◆ **EXERCISE**:
Leaving out the pictures, please retype each record exactly.

-- BEGIN --

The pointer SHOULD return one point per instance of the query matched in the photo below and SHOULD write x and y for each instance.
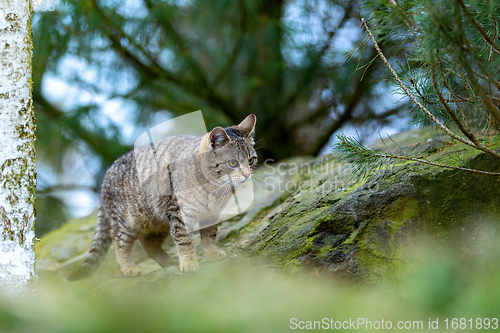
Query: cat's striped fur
(169, 187)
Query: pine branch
(365, 160)
(417, 102)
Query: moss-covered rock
(310, 216)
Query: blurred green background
(105, 71)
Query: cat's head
(230, 151)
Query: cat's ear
(248, 124)
(218, 137)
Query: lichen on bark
(17, 154)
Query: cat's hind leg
(210, 251)
(123, 249)
(152, 244)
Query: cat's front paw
(132, 272)
(214, 254)
(189, 265)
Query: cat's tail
(97, 252)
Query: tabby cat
(170, 187)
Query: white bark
(17, 150)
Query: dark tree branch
(308, 76)
(109, 151)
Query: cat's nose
(247, 175)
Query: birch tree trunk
(17, 148)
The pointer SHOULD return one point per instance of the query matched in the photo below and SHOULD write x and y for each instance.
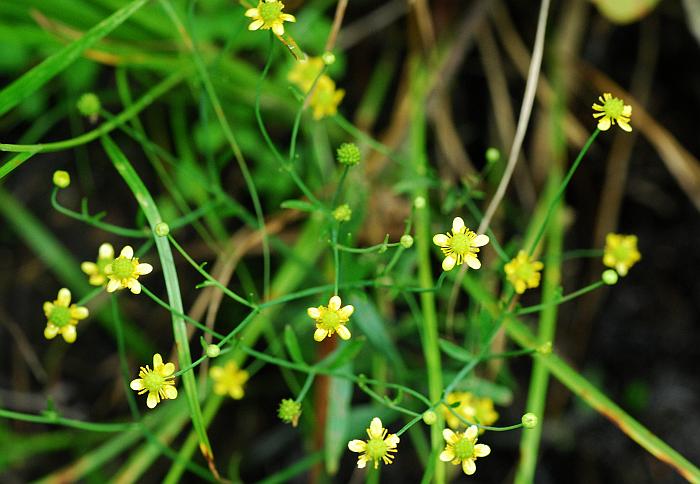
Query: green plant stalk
(158, 90)
(431, 349)
(30, 82)
(539, 380)
(147, 204)
(61, 263)
(579, 385)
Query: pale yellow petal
(440, 240)
(334, 303)
(63, 298)
(320, 334)
(480, 240)
(69, 333)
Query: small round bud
(529, 420)
(492, 155)
(213, 351)
(61, 178)
(342, 213)
(328, 58)
(289, 411)
(610, 277)
(89, 105)
(429, 417)
(162, 229)
(348, 154)
(545, 349)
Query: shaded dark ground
(640, 341)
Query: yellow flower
(613, 110)
(268, 15)
(471, 408)
(305, 72)
(331, 319)
(158, 382)
(462, 449)
(326, 98)
(96, 270)
(229, 380)
(124, 270)
(460, 246)
(380, 446)
(621, 252)
(523, 272)
(62, 317)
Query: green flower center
(330, 319)
(270, 12)
(376, 448)
(462, 244)
(60, 316)
(464, 449)
(614, 107)
(153, 381)
(122, 268)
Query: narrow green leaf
(26, 85)
(292, 344)
(455, 352)
(299, 205)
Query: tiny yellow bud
(162, 229)
(213, 351)
(529, 420)
(61, 178)
(429, 417)
(610, 277)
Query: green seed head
(348, 154)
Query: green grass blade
(145, 200)
(26, 85)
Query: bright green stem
(555, 202)
(431, 349)
(524, 337)
(147, 204)
(539, 380)
(158, 90)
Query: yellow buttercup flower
(158, 382)
(331, 319)
(62, 317)
(523, 272)
(268, 15)
(124, 271)
(305, 72)
(462, 449)
(326, 98)
(460, 246)
(621, 252)
(612, 110)
(96, 270)
(229, 380)
(379, 447)
(472, 408)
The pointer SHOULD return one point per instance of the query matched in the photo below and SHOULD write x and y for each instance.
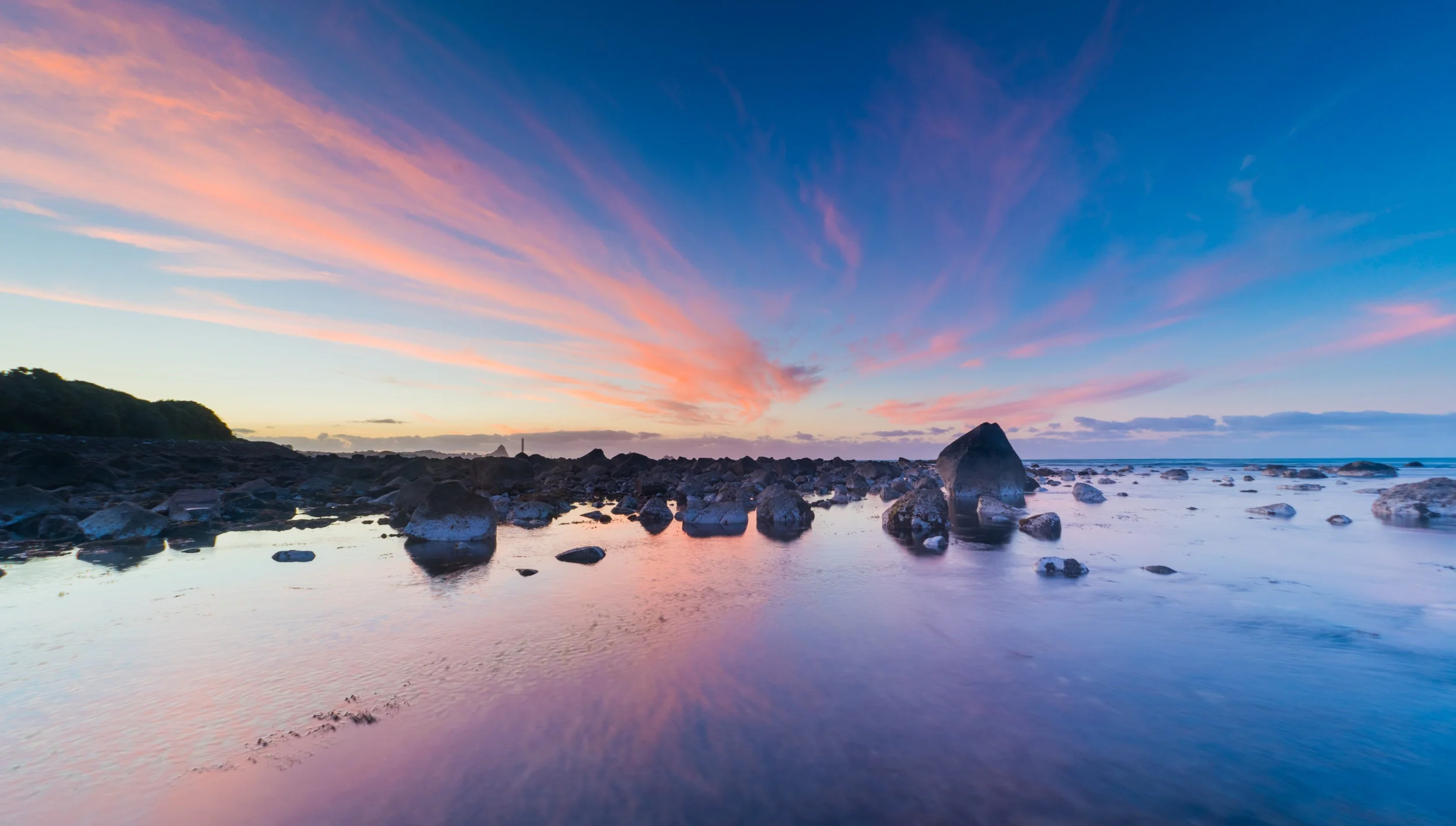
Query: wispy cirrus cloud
(144, 111)
(1015, 407)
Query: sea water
(1291, 672)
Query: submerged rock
(717, 513)
(1417, 500)
(584, 556)
(1279, 509)
(1366, 470)
(123, 524)
(983, 463)
(452, 513)
(784, 509)
(919, 512)
(1059, 567)
(656, 512)
(1043, 525)
(991, 510)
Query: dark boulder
(586, 556)
(450, 513)
(983, 463)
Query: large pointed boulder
(452, 513)
(983, 464)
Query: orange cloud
(144, 111)
(995, 405)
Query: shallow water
(1292, 672)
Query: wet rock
(1277, 509)
(414, 495)
(27, 502)
(1041, 527)
(983, 464)
(123, 524)
(193, 504)
(1417, 500)
(712, 515)
(1367, 470)
(991, 510)
(785, 509)
(584, 556)
(918, 513)
(59, 528)
(450, 513)
(1059, 567)
(656, 512)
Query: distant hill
(40, 401)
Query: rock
(1279, 509)
(584, 556)
(414, 495)
(452, 513)
(1366, 470)
(193, 504)
(57, 528)
(983, 464)
(27, 502)
(991, 510)
(718, 515)
(123, 524)
(785, 509)
(919, 512)
(1417, 500)
(1059, 567)
(656, 512)
(1043, 525)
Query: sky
(1120, 231)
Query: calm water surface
(1292, 672)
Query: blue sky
(753, 225)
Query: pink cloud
(995, 405)
(153, 114)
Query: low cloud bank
(1282, 435)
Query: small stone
(584, 556)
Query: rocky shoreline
(62, 493)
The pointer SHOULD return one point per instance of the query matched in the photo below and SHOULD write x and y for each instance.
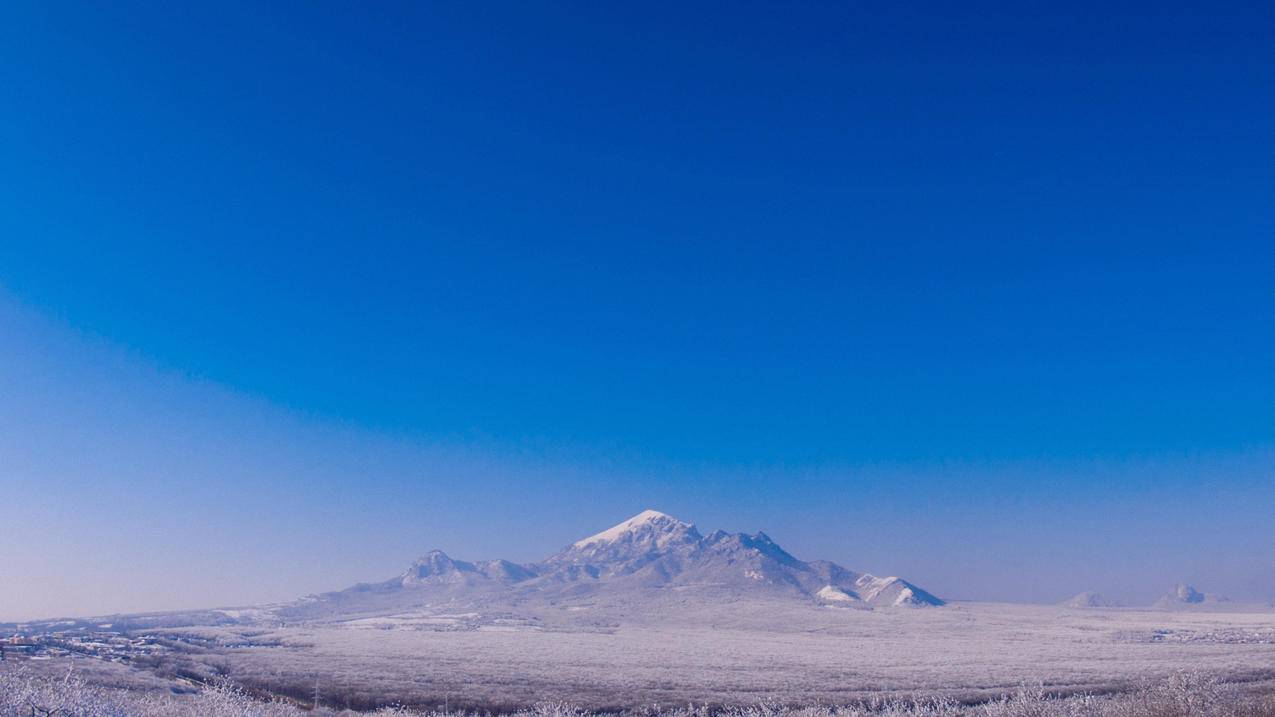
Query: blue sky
(964, 294)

-- END --

◆ **ANSWER TO THE PROBLEM**:
The pointer SHOULD return one point per instance of the query matched in the photo below and SHOULD write x and y for each instance.
Query: cat's striped fur
(169, 187)
Query: pine branch
(365, 160)
(417, 102)
Query: moss-covered rock
(310, 216)
Query: blurred green background
(105, 71)
Query: cat's head
(230, 151)
Query: cat's ear
(248, 124)
(218, 137)
Query: lichen on bark
(17, 154)
Query: cat's hind leg
(210, 251)
(123, 249)
(152, 244)
Query: cat's front paw
(132, 272)
(214, 254)
(189, 265)
Query: cat's tail
(97, 252)
Query: tabby cat
(170, 187)
Query: white bark
(17, 150)
Query: dark tree branch
(308, 76)
(109, 151)
Query: cat's nose
(247, 175)
Query: birch tree trunk
(17, 148)
The pointer SHOULD return one point per instance of the query matched in the photo below and SHOULD write x and y for each instance.
Query: green plant stalk
(158, 90)
(431, 349)
(30, 82)
(539, 380)
(147, 204)
(61, 263)
(579, 385)
Query: pale yellow petal
(440, 240)
(334, 303)
(63, 298)
(320, 334)
(480, 240)
(69, 333)
Query: small round bud
(529, 420)
(492, 155)
(213, 351)
(61, 178)
(342, 213)
(328, 58)
(289, 411)
(610, 277)
(89, 105)
(429, 417)
(162, 229)
(348, 154)
(545, 349)
Query: shaded dark ground
(640, 341)
Query: yellow flower
(613, 110)
(268, 15)
(471, 408)
(305, 72)
(331, 319)
(158, 382)
(462, 449)
(326, 98)
(96, 270)
(229, 380)
(124, 270)
(460, 246)
(380, 446)
(621, 252)
(523, 272)
(62, 317)
Query: green flower center
(330, 319)
(270, 12)
(376, 448)
(462, 244)
(60, 316)
(464, 449)
(614, 107)
(153, 381)
(122, 268)
Query: narrow green leaf
(26, 85)
(292, 344)
(455, 352)
(299, 205)
Query: tiny yellow bud
(162, 229)
(213, 351)
(529, 420)
(61, 178)
(429, 417)
(610, 277)
Query: green seed head
(348, 154)
Query: green grass blade
(145, 200)
(26, 85)
Query: bright green stem
(555, 202)
(431, 349)
(524, 337)
(147, 204)
(539, 380)
(158, 90)
Query: yellow buttercup flower
(158, 382)
(331, 319)
(62, 317)
(523, 272)
(268, 15)
(124, 271)
(305, 72)
(462, 449)
(326, 98)
(460, 246)
(621, 252)
(612, 110)
(96, 270)
(229, 380)
(379, 447)
(472, 408)
The pointer SHOULD return one point per instance of the query matched in the photo below and SHOULD write x and y for each instance.
Query: wispy cirrus cloud
(144, 111)
(1015, 407)
Query: sea water
(1291, 672)
Query: submerged rock
(717, 513)
(1417, 500)
(584, 556)
(1279, 509)
(1366, 470)
(123, 524)
(983, 463)
(452, 513)
(784, 509)
(919, 512)
(1059, 567)
(656, 512)
(1043, 525)
(991, 510)
Query: dark boulder
(586, 556)
(450, 513)
(983, 463)
Query: large pointed boulder
(452, 513)
(983, 464)
Query: orange cloud
(144, 111)
(995, 405)
Query: shallow water
(1292, 672)
Query: wet rock
(1277, 509)
(414, 495)
(27, 502)
(1041, 527)
(983, 464)
(123, 524)
(193, 504)
(1417, 500)
(712, 515)
(1367, 470)
(991, 510)
(785, 509)
(584, 556)
(918, 513)
(59, 528)
(450, 513)
(1059, 567)
(656, 512)
Query: distant hill
(40, 401)
Query: rock
(1279, 509)
(584, 556)
(414, 495)
(452, 513)
(1366, 470)
(193, 504)
(57, 528)
(983, 464)
(27, 502)
(991, 510)
(718, 515)
(123, 524)
(785, 509)
(919, 512)
(1417, 500)
(1059, 567)
(656, 512)
(1043, 525)
Query: sky
(1120, 231)
Query: calm water surface
(1292, 672)
Query: blue sky
(753, 225)
Query: pink cloud
(995, 405)
(153, 114)
Query: low cloud bank
(1282, 435)
Query: small stone
(584, 556)
Query: rocky shoreline
(62, 493)
The pointer SHOULD return one point per instance of the query matched in the photo below and SHOULD write x and y for each instance.
Query: blue sky
(964, 294)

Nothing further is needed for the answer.